= Assignment =
Below is a listing; transcribe it exactly but without any images.

= Dataset =
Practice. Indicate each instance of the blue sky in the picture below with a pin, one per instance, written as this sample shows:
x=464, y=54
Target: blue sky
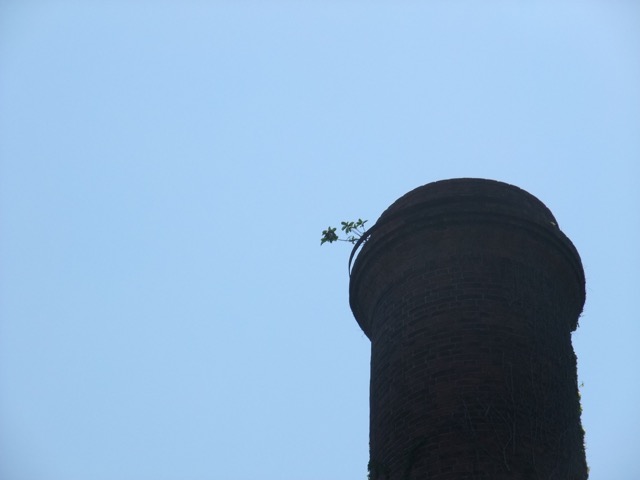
x=166, y=168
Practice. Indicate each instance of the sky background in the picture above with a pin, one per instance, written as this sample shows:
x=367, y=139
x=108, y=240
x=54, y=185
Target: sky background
x=166, y=169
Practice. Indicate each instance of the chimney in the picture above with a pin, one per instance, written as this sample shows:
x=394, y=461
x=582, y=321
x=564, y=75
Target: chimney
x=469, y=292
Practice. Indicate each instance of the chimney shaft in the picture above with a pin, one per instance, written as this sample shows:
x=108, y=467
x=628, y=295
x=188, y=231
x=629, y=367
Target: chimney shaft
x=469, y=292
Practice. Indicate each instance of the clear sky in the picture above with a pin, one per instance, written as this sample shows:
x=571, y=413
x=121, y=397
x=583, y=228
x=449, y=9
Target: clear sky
x=166, y=168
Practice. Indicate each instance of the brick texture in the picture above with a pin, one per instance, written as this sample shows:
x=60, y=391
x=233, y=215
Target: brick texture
x=469, y=292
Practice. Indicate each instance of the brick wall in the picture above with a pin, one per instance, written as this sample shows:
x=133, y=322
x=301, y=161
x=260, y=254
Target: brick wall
x=469, y=292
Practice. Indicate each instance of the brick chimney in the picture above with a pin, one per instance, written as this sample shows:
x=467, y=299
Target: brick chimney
x=469, y=292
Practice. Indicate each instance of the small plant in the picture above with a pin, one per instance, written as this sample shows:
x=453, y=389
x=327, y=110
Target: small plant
x=352, y=230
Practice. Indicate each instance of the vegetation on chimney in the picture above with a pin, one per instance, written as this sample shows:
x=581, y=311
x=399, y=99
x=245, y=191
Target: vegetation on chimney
x=352, y=230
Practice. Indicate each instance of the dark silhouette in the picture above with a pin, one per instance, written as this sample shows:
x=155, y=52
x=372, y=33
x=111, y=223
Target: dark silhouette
x=469, y=292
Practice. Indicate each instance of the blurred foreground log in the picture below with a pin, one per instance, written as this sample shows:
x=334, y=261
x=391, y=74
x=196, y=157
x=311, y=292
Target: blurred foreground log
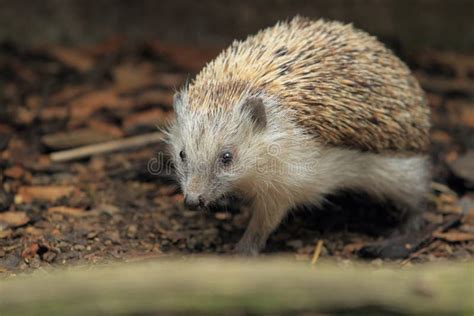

= Answer for the task =
Practice. Indicate each instance of the blue sky in the picture below with a pin, one per instance, written as this sample shows:
x=464, y=54
Target: blue sky
x=166, y=168
Practice. Indicate each instance of the sky background in the picture above with a pin, one per instance, written as this sample shows:
x=367, y=139
x=108, y=240
x=54, y=185
Target: sky background
x=166, y=169
Practice. Indicate each instance of the chimney in the picture above with a pin, one per instance, written as this sample shows:
x=394, y=461
x=582, y=321
x=564, y=75
Target: chimney
x=469, y=292
Practice. Indicate each instance of the chimney shaft in the picture above with a pin, one per instance, written as this sample shows:
x=108, y=467
x=628, y=295
x=188, y=231
x=629, y=367
Target: chimney shaft
x=469, y=292
Practice. Indicate each instance of the clear sky in the picture above with a pin, one per instance, written as this sample shows:
x=571, y=413
x=121, y=397
x=583, y=228
x=449, y=9
Target: clear sky
x=166, y=168
Practice. Indicate each instance of the brick texture in the picture above with a pin, one per instance, written as this sample shows:
x=60, y=391
x=233, y=215
Target: brick texture
x=469, y=292
Practice. Indicate each instance of the brick wall in the picture above with a pin, one per instance, written as this sample shows:
x=133, y=322
x=301, y=161
x=260, y=254
Target: brick wall
x=469, y=292
Practice. Indicate each instance of the brick chimney in the picture above with a pin, one per instance, written as this sample shows:
x=467, y=299
Target: brick chimney
x=469, y=292
Practice. Indicate each instance of the small plant in the picture above with a pin, one per instance, written as this sample shows:
x=453, y=389
x=327, y=110
Target: small plant
x=352, y=230
Practice. Indicate each instance of the vegetation on chimney in the picture above with a pin, one per instance, written as this sample shows:
x=581, y=311
x=399, y=99
x=245, y=191
Target: vegetation on chimney
x=352, y=230
Practice. Indicate each instance of the dark silhouette in the picture above with a pin, one per instance, written as this sample shows:
x=155, y=52
x=372, y=33
x=111, y=223
Target: dark silhouette
x=469, y=292
Practice. Indicate each instance of the blurred foreground log in the picture below with a pin, one per instance, written as this sample shows:
x=334, y=261
x=391, y=74
x=196, y=157
x=311, y=292
Target: blurred foreground log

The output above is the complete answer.